• [Text shown]:
───

From: brian carroll <electromagnetize@gmail.com>
To: cypherpunks@cpunks.org
Sent: Tuesday, November 19, 2013 10:01 PM
Subject: dual-use (urls)

>Shocking Medical Devices From Another Century (via digg)
>http://www.wired.com/wiredscience/2013/11/bakken-museum/?viewall=true

>[&] The Bakken Museum of Electricity in Life
>http://www.thebakken.org/

    In 1978, I visited the Smithsonian Institution in Washington DC for the first (and so far, only) time.  They had a display of "quack medical devices", that included a high-voltage AC device attached to glowing neon-bulb-type tubes.  The idea was that these tubes would be pressed against a person's flesh, thus capacitively coupled through the glass, including a glowing light within the tube,  and inducing a mild electrical current.
  At the time, I accepted the idea that this was, indeed, an example of a "quack medical device".

───

• [Problems and tasks]:
A: According to the email, in what year did the writer visit the Smithsonian Institution?
B: Name every header field that appears at the top of the email.
C: Continue the email about the quack medical devices, starting after its last sentence.

───

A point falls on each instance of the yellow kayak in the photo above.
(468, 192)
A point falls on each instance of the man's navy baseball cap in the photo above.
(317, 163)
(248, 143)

───

• [Answers to this exercise]:
A: 1978

B: From, To, Sent, Subject

C:
   In 1996, I began work at a Vancouver Washington contract-electronic-design/manufacturer firm.  One of the major products that this company made were "TENS" devices.  (Transcutaneous Electrical Nerve Stimulators   http://www.tensunits.com/   ).   They were/are intended to reduce chronic pain.  They worked in pretty much the same way that those "quack" early 1900's devices worked:  Cause a AC small current to flow within flesh.
  What was thought to be 'quack' in 1978, turned out to not be 'quack' at all!